3.1.1 General site description

The Ohio Range is a ~50 km long escarpment located within the interior West Antarctica near the West Antarctic Ice divide (Fig. 2). A blue ice ablation zone with supraglacial debris occurs at the base of the escarpment at ~1500 m. Cosmogenic nuclide exposure dates of subaerial bedrock samples along the Ohio Range escarpment and nunataks range from 2 to 7 Ma (millions of years) indicating ice free conditions with low erosion rates (Mukhopadhyay and others, Reference Mukhopadhyay, Ackert, Pope, Pollard and DeConto2012). Exposure ages of erratics indicate the most recent high stand occurred ~12 ka about 125 m above the present ice elevation and that several nearby nunataks were ice covered (Ackert and others, Reference Ackert, Mukhopadhyay, Parizek and Borns2007). The extent of previous low stands in this high elevation region of WAIS was unknown, however, the exposure data indicate the region experienced delayed elevation changes relative to down-glacier environments consistent with model results (Ackert and others, Reference Ackert, Mukhopadhyay, Parizek and Borns2007). Drilling was targeted on subglacial granite bedrock ridges extending from Bennet Nunataks in a blue ice area (Fig. 2).

Figure 2.

(a) Overview map of Ohio Range from Landsat Image Mosaic of Antarctica (LIMA) satellite imagery showing topographic lines spaced at 100 m intervals. The red box indicates the area photographed in the right panel. The black arrow is oriented in the direction at which the photo in the right panel was taken. (b) aerial photograph of the Ohio Range showing the location of Bennet Nunataks and the East and West Antarctic Ice Sheets (EAIS and WAIS, respectively). The blue dots indicate drill site locations. Photo ID: TMA CA05750009, USGS, 26 December 1959.

3.1.2 Key takeaways from radar and drilling efforts

The drill sites at Ohio Range were characterized by frozen conditions at the bed as expected from the sites location and elevation. See section 4.3 (Fig. 8) for an example of the frozen interface when the team drilled into steeply dipping rock that was extracted with an ice wedge. Although surface melt was observed and linked to supraglacial debris that covered much of the ablation area at the drill site, it was not found at ice-bed interface. Cold ice resulted in greater GPR signal return strength in surveys as meltwater within or at the base of ice can increase attenuation and complicate radargram interpretations. However, at deeper sites, estimates of ice thickness from GPR surveys included greater uncertainties due to geometric spreading of radio waves reflecting off more complex subglacial topography (Moran and others, Reference Moran, Greenfield and Arcone2003; Lapazaran and others, Reference Lapazaran, Otero, Martín-Español and Navarro2016). This results in false bed reflectors that can impact ice thickness estimates by several or more meters.

From a drilling perspective, this was the first attempt at using the converted Winkie Drill system to extract subglacial bedrock samples. The team found that the Winkie Drill was not successful in drilling through ice and had to rely on Kovacs auger extensions to create boreholes from depths between 10 and 30 m. The augers performed well at depths of 30 m or less. However, a borehole attempted at a greater depth (56 m) was unsuccessful due to a failure of the Kovacs auger connection points due to the weight of multiple Kovacs flights. It was noted that the augers bent throughout the season and this was partially due to misalignment between borehole and drive shaft. It was recommended that a shorter auger section be used for drilling the initial pilot hole. This first season highlighted the difficulty of drilling to depths greater than 50 m and the importance of beginning to drill at shallower depths and then progressing to deeper depths when possible. When drilling at greater depths, the time necessary to troubleshoot drill-related issues increases, as does the time required for the drill to reach bedrock and return to the surface.

**Instruction 1**.
Answer these questions about the Ohio Range passage, one per line:
(a) About how long is the Ohio Range escarpment?
(b) At roughly what elevation does the blue ice ablation zone occur?
(c) At what depth was the unsuccessful borehole attempted?
The Ohio Range text and the listing that follows have no connection to each other.

**Data supplied**.
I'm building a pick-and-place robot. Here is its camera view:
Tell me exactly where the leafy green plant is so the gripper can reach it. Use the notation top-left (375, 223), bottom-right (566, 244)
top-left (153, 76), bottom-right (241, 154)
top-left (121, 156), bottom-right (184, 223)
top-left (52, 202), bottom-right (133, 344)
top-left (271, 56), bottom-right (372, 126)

**Instruction 2**. Write out every line of the listing again, including the request, and raise each coordinate in the answers by 50.

**Complete response 1**.
(a) About 50 km
(b) About 1500 m
(c) 56 m

**Complete response 2**.
I'm building a pick-and-place robot. Here is its camera view:
Tell me exactly where the leafy green plant is so the gripper can reach it. Use the notation top-left (375, 223), bottom-right (566, 244)
top-left (203, 126), bottom-right (291, 204)
top-left (171, 206), bottom-right (234, 273)
top-left (102, 252), bottom-right (183, 394)
top-left (321, 106), bottom-right (422, 176)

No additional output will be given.